- [What you are asked to do]: Look through the lines below and extract each one that contains "instance".

** Data supplied follows **

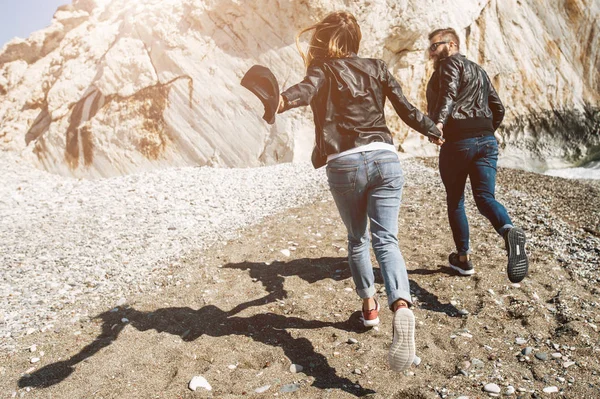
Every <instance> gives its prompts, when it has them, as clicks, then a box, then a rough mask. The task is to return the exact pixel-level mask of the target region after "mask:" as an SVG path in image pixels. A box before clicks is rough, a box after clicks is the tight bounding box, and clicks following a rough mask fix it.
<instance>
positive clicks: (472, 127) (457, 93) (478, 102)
mask: <svg viewBox="0 0 600 399" xmlns="http://www.w3.org/2000/svg"><path fill="white" fill-rule="evenodd" d="M427 112H428V114H429V117H430V118H431V119H433V121H434V122H435V123H441V124H443V125H444V138H445V139H446V140H450V141H452V140H460V139H462V138H468V137H473V136H476V135H481V134H485V133H489V134H490V135H493V133H494V131H496V129H497V128H498V126H500V123H501V122H502V119H503V118H504V106H503V105H502V102H501V101H500V98H499V97H498V93H496V90H494V87H493V86H492V84H491V82H490V78H489V77H488V75H487V73H486V72H485V71H484V70H483V68H481V67H480V66H479V65H477V64H476V63H474V62H472V61H469V60H468V59H467V58H465V56H464V55H462V54H459V53H456V54H453V55H451V56H450V57H446V58H444V59H443V60H441V61H440V65H439V67H438V69H437V70H436V71H435V72H434V73H433V75H432V76H431V79H430V80H429V83H428V84H427Z"/></svg>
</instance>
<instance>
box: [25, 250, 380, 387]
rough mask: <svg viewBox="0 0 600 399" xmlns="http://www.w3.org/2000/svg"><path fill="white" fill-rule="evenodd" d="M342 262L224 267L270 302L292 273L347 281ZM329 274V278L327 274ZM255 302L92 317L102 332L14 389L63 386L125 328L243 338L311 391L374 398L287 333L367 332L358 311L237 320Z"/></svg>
mask: <svg viewBox="0 0 600 399" xmlns="http://www.w3.org/2000/svg"><path fill="white" fill-rule="evenodd" d="M343 261H344V260H343V259H339V258H322V259H299V260H294V261H291V262H288V263H285V264H281V265H280V266H281V268H273V267H269V266H267V265H265V264H256V263H248V262H245V263H243V264H239V265H227V266H224V267H230V268H239V269H243V267H241V266H242V265H246V267H245V269H248V270H250V274H251V275H252V274H253V273H254V275H258V276H259V277H260V278H261V281H263V284H264V286H265V288H267V289H271V290H273V292H272V293H269V295H267V299H273V300H275V298H278V297H281V296H282V295H283V296H285V294H286V291H285V289H284V287H283V282H284V277H285V276H291V275H294V274H293V272H297V273H298V274H295V275H299V277H301V278H303V279H305V280H306V281H309V282H314V281H318V280H322V279H326V278H334V279H342V278H347V277H344V276H349V272H345V271H344V268H341V267H338V266H339V265H340V264H341V263H343ZM258 265H260V267H259V266H258ZM271 266H272V265H271ZM263 269H264V270H263ZM275 269H276V270H275ZM282 270H283V274H282ZM336 270H338V272H336ZM332 271H333V273H334V274H332V273H331V272H332ZM255 278H258V277H255ZM259 302H260V305H263V304H264V303H265V298H261V300H260V301H259ZM259 302H257V301H249V302H247V303H244V304H240V305H238V306H236V307H235V308H233V309H232V310H230V311H224V310H222V309H220V308H218V307H216V306H214V305H207V306H204V307H202V308H200V309H197V310H196V309H192V308H189V307H170V308H162V309H157V310H155V311H153V312H143V311H139V310H137V309H135V308H121V309H118V311H107V312H104V313H101V314H100V315H98V316H96V319H100V320H102V331H101V333H100V334H99V335H98V337H96V338H95V339H94V341H93V342H91V343H90V344H89V345H87V346H86V347H84V348H83V349H81V350H80V351H79V353H77V354H75V355H73V356H72V357H71V358H69V359H67V360H64V361H59V362H56V363H53V364H49V365H47V366H45V367H43V368H41V369H39V370H37V371H35V372H34V373H32V374H30V375H25V376H23V377H22V378H21V379H20V380H19V381H18V385H19V387H39V388H45V387H50V386H53V385H55V384H58V383H60V382H62V381H64V380H65V379H66V378H67V377H68V376H69V375H71V374H72V373H73V372H74V371H75V366H76V365H77V364H78V363H80V362H82V361H84V360H85V359H87V358H90V357H91V356H94V355H95V354H96V353H98V352H99V351H100V350H102V349H103V348H105V347H107V346H109V345H111V344H112V343H113V342H114V341H115V340H117V339H118V337H119V334H120V333H121V331H123V329H124V328H125V327H126V326H131V327H133V328H135V329H137V330H139V331H147V330H155V331H156V332H158V333H161V332H166V333H169V334H172V335H176V336H179V337H181V340H182V341H184V342H191V341H194V340H196V339H197V338H199V337H201V336H202V335H207V336H212V337H226V336H230V335H240V336H246V337H249V338H251V339H252V340H254V341H256V342H260V343H263V344H265V345H269V346H274V347H281V348H282V350H283V352H284V353H285V355H286V356H287V358H288V359H289V360H290V361H291V362H292V363H296V364H302V365H304V366H305V368H304V370H303V372H304V374H306V375H308V376H312V377H314V379H315V380H314V382H313V386H315V387H317V388H321V389H340V390H343V391H346V392H349V393H351V394H353V395H355V396H364V395H368V394H371V393H374V391H372V390H370V389H366V388H363V387H362V386H360V385H359V384H357V383H356V382H353V381H351V380H349V379H347V378H343V377H340V376H338V375H337V373H336V371H335V369H334V368H332V367H331V366H330V365H329V363H328V361H327V358H326V357H325V356H323V355H322V354H320V353H318V352H316V351H315V348H314V346H313V344H312V343H311V342H310V341H309V340H308V339H306V338H302V337H299V338H294V337H293V336H292V335H291V333H290V332H289V331H288V330H289V329H320V328H326V327H332V328H336V329H339V330H343V331H348V332H354V333H361V332H364V331H367V330H366V329H365V328H364V327H363V326H362V323H360V321H359V319H358V317H359V314H360V312H356V313H354V314H353V315H352V316H351V317H350V318H349V319H348V320H346V321H344V322H329V321H320V320H304V319H301V318H297V317H293V316H284V315H280V314H275V313H260V314H255V315H253V316H249V317H239V316H236V314H237V313H239V312H240V311H242V310H244V309H247V308H249V307H250V306H259ZM123 318H127V319H128V320H129V321H128V322H127V323H126V324H125V323H123V322H122V319H123ZM131 327H130V328H131Z"/></svg>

** End of Data supplied **

- [Response to the exercise]:
Every <instance> gives its prompts, when it has them, as clicks, then a box, then a rough mask. The task is to return the exact pixel-level mask of the target region after "mask:" as an SVG path in image pixels. A box before clicks is rough, a box after clicks is the tight bounding box, and clicks following a rough mask fix it.
<instance>
</instance>
<instance>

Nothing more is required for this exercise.